BEGIN PROVIDED TEXT
# A Stick For A Musical Friend



## Stickie (Mar 28, 2016)




----------



## Rodney (Jun 12, 2015)

My daughter plays piano. She would love that one.

Rodney


----------



## MJC4 (Mar 6, 2014)

Sweet! What is the keyboard collar made of?


----------



## Stickie (Mar 28, 2016)

Spacer made of imitation ivory with black coloured acrylic let in


----------



## cobalt (Nov 14, 2013)

very nice craftsmanship.

is that a taga nut?


----------



## CV3 (Jan 30, 2014)

Well done! A sicky your friend will be proud to carry.


----------



## RandyL476 (Aug 24, 2014)

Very well done.


----------



## Sean (Dec 29, 2012)

Those are beauts.


----------



## Gloops (Jan 23, 2015)

Great job, the comments must be Music to your ears


----------



## Batakali (Feb 28, 2016)
END PROVIDED TEXT
BEGIN MATERIAL
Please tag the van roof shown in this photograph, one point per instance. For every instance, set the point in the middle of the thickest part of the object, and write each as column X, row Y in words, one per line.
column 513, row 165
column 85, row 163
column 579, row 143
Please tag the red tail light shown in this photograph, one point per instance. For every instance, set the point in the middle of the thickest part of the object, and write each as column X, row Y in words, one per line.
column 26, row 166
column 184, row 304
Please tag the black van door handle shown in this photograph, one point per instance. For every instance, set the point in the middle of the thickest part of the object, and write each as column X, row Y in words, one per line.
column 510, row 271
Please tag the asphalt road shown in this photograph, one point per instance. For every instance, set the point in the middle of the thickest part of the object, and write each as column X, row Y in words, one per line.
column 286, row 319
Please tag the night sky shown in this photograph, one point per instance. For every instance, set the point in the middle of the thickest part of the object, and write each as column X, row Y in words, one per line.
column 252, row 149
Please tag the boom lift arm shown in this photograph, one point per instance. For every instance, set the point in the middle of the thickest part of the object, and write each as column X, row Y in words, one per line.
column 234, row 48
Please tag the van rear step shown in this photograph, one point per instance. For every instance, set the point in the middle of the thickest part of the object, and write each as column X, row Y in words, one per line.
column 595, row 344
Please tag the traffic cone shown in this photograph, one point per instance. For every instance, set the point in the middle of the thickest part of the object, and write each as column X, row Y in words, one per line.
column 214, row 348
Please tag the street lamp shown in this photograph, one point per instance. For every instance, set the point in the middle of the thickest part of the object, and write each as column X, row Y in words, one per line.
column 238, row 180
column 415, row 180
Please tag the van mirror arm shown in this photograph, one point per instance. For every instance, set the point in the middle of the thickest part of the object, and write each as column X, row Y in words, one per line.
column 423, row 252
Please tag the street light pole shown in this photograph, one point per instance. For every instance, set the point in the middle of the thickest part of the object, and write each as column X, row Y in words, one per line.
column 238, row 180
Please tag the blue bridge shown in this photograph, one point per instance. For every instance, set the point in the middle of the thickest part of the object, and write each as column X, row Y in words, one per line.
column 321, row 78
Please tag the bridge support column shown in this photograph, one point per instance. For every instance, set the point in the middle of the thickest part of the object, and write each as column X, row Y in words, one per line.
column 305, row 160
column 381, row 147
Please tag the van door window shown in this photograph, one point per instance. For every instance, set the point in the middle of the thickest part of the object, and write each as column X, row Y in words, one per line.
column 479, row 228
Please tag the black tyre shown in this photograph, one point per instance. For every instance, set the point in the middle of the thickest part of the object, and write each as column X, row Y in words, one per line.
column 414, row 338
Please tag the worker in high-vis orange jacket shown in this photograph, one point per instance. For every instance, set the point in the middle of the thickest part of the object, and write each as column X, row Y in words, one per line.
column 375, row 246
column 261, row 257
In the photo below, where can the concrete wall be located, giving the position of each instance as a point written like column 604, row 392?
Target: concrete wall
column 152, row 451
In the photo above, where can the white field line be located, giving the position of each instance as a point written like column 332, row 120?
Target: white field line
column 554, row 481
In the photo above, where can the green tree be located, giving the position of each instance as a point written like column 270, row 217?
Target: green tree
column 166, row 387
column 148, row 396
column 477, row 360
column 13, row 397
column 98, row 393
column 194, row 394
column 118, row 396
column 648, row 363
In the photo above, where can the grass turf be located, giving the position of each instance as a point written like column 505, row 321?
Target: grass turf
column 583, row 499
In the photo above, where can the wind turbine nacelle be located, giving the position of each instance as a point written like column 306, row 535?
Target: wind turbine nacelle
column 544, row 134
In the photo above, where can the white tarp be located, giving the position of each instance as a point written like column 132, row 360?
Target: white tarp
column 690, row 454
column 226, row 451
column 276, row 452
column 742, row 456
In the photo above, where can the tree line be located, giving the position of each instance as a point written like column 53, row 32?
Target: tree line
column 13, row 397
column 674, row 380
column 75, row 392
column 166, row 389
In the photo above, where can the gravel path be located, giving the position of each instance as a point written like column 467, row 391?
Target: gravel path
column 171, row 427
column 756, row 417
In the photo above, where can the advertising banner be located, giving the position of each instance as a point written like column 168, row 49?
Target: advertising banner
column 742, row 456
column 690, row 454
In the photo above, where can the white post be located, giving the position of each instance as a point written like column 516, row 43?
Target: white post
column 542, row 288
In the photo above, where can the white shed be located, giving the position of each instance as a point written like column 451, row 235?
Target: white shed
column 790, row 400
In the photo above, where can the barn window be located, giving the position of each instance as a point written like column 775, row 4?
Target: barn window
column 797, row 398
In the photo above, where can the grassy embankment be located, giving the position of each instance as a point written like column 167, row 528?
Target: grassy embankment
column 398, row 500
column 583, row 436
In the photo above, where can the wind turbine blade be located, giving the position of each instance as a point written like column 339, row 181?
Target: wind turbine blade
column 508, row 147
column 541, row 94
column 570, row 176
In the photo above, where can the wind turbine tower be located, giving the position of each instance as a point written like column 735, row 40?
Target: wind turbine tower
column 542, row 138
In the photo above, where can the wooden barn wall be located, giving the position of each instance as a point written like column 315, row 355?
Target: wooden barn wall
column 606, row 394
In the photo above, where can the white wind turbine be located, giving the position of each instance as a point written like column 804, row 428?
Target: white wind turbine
END MATERIAL
** TASK DESCRIPTION **
Continue the forum thread about the stick made for a musical friend, starting after its last line. The records were taken from a separate source.

** ANSWER TO THE PROBLEM **
Beautiful work! By the way, I can't say your name without thinking of an episode of black adder. " there hasn't been a stickier situation since stickie the stick insect got stuck on a sticky bun."


----------



## LilysDad (Sep 25, 2014)

Beautiful! Does that style of handle have a name?


----------



## Stickie (Mar 28, 2016)

Hi
This pattern of handle is a cardigan stick
Regards


----------



## Whiteroselad (Dec 4, 2015)

Beautiful work stickie, I am a fan of the cardigan style handle but I have yet to attempt to imitate the style. I SHALL look forward to trying it out though. N.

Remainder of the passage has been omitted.